Are NHL Goaltenders a Safe, Smart, or Risky Investment?

Leon Sonkin

The Hart Trophy, awarded to the NHL’s most valuable player, has been an annual tradition since the 1923-1924 season. Some of the most famous names to appear next to this trophy include Eddie Shore, Gordie Howe, Bobby Orr, and Wayne Gretzky. Yet, despite the trophy’s 100-year anniversary approaching soon, only seven goalies have won the award. Among its winners, Carey Price is the most recent, winning in 2015. Only one goalie has won multiple times, when Dominik Hasek did it in consecutive seasons in 1998 and 1999. Hasek famously won during the peak of the “dead puck” era, predicated by large defenders rubbing out forwards before obstruction interference became a called penalty.

After the 2004-2005 lockout, the NHL returned to action with new rules, opening up the ice and creating many more scoring chances. As such, goaltenders have had to become as good as ever. Yet, it often feels like goalies don’t get as much love in the hobby as some high-scoring forwards or buzzy emerging offensive defensemen. Here are a few factors to consider when collecting goaltenders.

Lonely At the Top

Andrei Vasilevskiy has stood tall as the NHL’s best goaltender for the last few seasons, helping guide the Tampa Bay Lightning to consecutive Stanley Cup victories. The dropoff in value from Vasilevskiy’s PSA 10 Young Guns is significant. Of active goalies, only Montreal Legend Carey Price can come close in value. Price is able to do so by cementing his legacy as one of the greatest goaltenders in Montreal’s team history, but has played significantly longer than Vasilevskiy, all in a higher profile hobby market, and still trails ‘Vasy’ in value. For Vasilevskiy, it’s less about accolades and more about the consensus fans and pundits alike garner from watching him play. There are no flaws in his game. Everything he does is straight out of a textbook.

One potential challenger to Vasilevskiy’s dominance is fellow countrymen Igor Shesterkin, also aided by playing in a larger market (New York), to compliment his remarkable play this season. If Shesterkin wins the Vezina Trophy (awarded to the best goaltender) this season, it could continue to drive his hobby value closer to Vasy’s while providing top level collectors with another opportunity.

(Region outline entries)
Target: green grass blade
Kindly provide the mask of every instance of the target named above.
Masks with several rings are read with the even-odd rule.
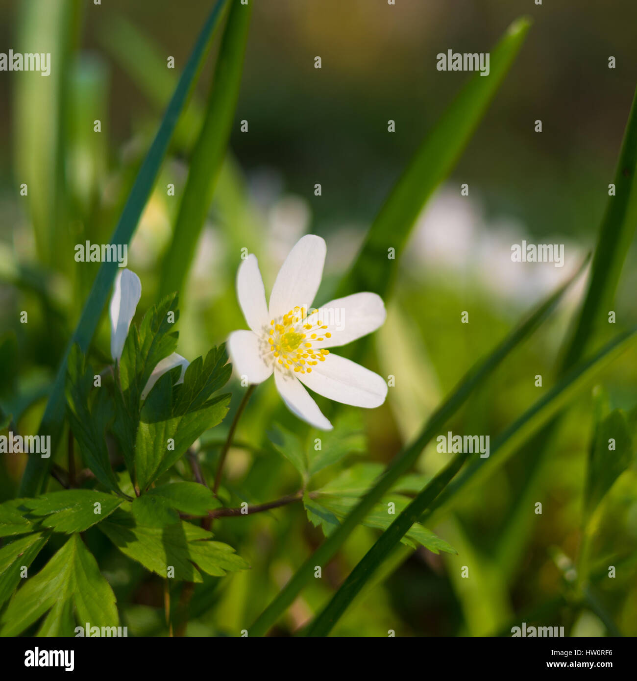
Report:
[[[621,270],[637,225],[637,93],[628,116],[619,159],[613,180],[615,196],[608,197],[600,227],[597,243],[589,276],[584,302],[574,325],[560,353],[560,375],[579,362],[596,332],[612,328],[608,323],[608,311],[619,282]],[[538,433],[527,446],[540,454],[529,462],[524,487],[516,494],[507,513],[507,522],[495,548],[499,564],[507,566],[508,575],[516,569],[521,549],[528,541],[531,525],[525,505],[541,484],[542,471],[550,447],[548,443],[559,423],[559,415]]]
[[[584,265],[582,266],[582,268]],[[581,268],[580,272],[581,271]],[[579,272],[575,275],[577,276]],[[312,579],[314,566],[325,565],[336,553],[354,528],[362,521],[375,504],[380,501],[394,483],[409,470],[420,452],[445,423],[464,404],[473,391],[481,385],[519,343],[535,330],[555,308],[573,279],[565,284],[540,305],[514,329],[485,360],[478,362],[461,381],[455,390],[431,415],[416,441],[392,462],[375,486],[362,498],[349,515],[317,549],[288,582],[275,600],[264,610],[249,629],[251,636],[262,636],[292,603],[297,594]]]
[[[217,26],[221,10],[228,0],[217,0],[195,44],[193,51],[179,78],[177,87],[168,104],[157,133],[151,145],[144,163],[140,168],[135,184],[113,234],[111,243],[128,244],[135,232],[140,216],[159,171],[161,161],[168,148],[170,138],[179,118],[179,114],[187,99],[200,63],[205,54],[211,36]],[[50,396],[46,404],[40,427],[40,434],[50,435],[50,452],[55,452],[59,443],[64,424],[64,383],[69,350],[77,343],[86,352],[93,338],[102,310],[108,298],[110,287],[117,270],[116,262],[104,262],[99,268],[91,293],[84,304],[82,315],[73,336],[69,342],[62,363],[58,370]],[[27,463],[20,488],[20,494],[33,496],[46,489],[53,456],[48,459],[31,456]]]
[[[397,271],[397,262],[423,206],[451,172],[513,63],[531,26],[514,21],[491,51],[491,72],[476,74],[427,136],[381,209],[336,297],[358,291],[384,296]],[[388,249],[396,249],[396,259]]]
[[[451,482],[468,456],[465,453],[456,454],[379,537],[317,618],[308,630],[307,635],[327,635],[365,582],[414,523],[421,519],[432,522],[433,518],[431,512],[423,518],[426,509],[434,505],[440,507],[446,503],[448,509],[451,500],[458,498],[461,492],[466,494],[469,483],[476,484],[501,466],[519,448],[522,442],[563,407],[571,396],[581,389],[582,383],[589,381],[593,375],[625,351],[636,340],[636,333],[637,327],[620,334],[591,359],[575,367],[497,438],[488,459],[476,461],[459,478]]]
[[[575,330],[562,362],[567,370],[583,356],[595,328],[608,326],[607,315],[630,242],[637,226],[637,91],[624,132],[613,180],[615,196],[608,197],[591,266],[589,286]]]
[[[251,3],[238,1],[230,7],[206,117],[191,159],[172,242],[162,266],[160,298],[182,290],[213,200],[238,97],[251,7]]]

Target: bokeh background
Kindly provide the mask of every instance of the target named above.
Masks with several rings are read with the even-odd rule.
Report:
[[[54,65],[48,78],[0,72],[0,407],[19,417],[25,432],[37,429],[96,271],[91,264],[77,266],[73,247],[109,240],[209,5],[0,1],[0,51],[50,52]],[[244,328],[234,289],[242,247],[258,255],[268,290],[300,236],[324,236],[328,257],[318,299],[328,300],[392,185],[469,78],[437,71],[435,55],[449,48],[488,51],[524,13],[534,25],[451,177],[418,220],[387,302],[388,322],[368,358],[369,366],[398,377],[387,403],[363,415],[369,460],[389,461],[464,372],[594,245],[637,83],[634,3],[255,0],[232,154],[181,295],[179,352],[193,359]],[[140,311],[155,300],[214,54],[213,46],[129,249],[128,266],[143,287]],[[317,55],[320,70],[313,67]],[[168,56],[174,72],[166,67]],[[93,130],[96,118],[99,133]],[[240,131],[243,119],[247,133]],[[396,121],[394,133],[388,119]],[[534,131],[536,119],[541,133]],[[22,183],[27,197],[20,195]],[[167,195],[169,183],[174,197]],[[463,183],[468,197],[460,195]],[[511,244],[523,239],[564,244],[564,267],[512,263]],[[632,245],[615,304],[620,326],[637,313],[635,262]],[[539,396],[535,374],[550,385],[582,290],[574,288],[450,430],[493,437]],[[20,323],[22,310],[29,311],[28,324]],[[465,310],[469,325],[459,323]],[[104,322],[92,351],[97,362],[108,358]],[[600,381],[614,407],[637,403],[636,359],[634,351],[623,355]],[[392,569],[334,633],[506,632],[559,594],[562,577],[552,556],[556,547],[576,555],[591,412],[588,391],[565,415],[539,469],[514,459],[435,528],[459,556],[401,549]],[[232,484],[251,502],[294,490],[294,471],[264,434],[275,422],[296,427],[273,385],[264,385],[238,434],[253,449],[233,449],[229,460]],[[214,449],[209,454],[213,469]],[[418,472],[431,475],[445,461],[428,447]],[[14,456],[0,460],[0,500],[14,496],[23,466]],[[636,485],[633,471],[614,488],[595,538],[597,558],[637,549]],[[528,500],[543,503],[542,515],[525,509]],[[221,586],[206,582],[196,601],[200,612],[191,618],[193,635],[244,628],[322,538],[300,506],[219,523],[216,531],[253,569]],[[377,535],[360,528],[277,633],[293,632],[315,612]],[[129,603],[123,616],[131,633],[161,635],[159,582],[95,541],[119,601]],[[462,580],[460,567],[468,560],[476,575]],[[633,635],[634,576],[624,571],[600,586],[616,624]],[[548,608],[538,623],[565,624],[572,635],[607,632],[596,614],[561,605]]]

= TO DO =
- A) From the article on NHL goaltenders, list the players named as some of the most famous to appear next to the Hart Trophy.
- B) Pick up the article on NHL goaltenders after its final sentence and write the next portion.

= ANSWERS PER TASK =
- A) Eddie Shore, Gordie Howe, Bobby Orr, and Wayne Gretzky

- B)
Inconsistency and Unmet Potential

While no position in any sport is safe from a player not living up to their potential, NHL goaltenders certainly don’t get many opportunities to win back general managers and collectors. Carter Hart of the Philadelphia Flyers had many expecting the young goalie to become one of the next elite netminders of the NHL.

After a promising rookie and even better sophomore season, Hart struggled under Alain Vigneault. When the much-maligned head coach was dismissed, Hart’s play responded, though it hasn’t translated in many wins for the (once again) rebuilding Flyers. As such, Carter has seen his PSA 10 Young Guns plummet over 50% over the last year. This is largely due to the expectation for the Flyers to be a competitive team this season, further illuminating the fact that many factors are often beyond the players control. Hart is still salvageable and a far cry from some of the busts of the past, like Jim Carey, Justin Pogge, Andrew Raycroft, and even Ilya Bryzgalov.

An additional factor to consider, is that some goaltenders have been able to resurrect their careers after poor starts. The most notable recent example of this being Toronto’s Jack Campbell, who all but faded into obscurity before snatching the Maple Leafs job. Carolina’s Frederik Andersen also looks to have vastly improved on previous inconsistency earlier in his career, and looks poised to carry the Hurricanes on a deep playoff run.


Using the Quality Start statistic to compare NHL goalies this season, of goalies that have 20 or more starts, only eight this year have achieved .600% or greater, which should be the benchmark used to gauge elite goalies. This correlates to a corresponding number of goalies that can be considered higher value or sought after. If you add in an additional eight or so goalies that are prospects or backups with a lot of potential, it’s still only a fraction of the position players available for collectors and investors. There are over 20 players actively in the league this year averaging over a point per game. What this all means is that there are simply fewer goaltenders that are sought after than position players. While each team likely has at least one position player that collectors and investors could accumulate, the same can not be said for goaltenders.

Legends Still in Demand

Despite having been retired for over a decade, Martin Brodeur, Dominik Hasek, and Patrick Roy are still highly sought after by collectors. The 1990s hold a special place for many, as age wise, most collectors now either were active fans during, or first became interested during said decade. It’s also a decade that saw some of the most famous and influential players of all time, dominated by the three goaltenders considered to be the three greatest in the position’s history. Beyond the statistical accolades the three achieved, they each possessed a unique personality and marketability, something many criticize modern athletes for showing less frequently than their predecessors.

Value Comparison

Lastly, it’s important to crunch and compare goaltender values to skater counterparts. Let’s compare Connor McDavid, Cale Makar, Kirill Kaprizov and Alex Ovechkin to Carey Price, Andrei Vasilevskiy, Igor Shesterkin, and Tristan Jarry. 

When we compare prices across their Young Guns PSA 10s, we can see in the table below that goalies trail behind skaters significantly. Using recent eBay sales, those four skaters total out to $11,617 while the goalies hit just $2,889. Overall, goaltenders come in just under 25% of the total value of the skater group.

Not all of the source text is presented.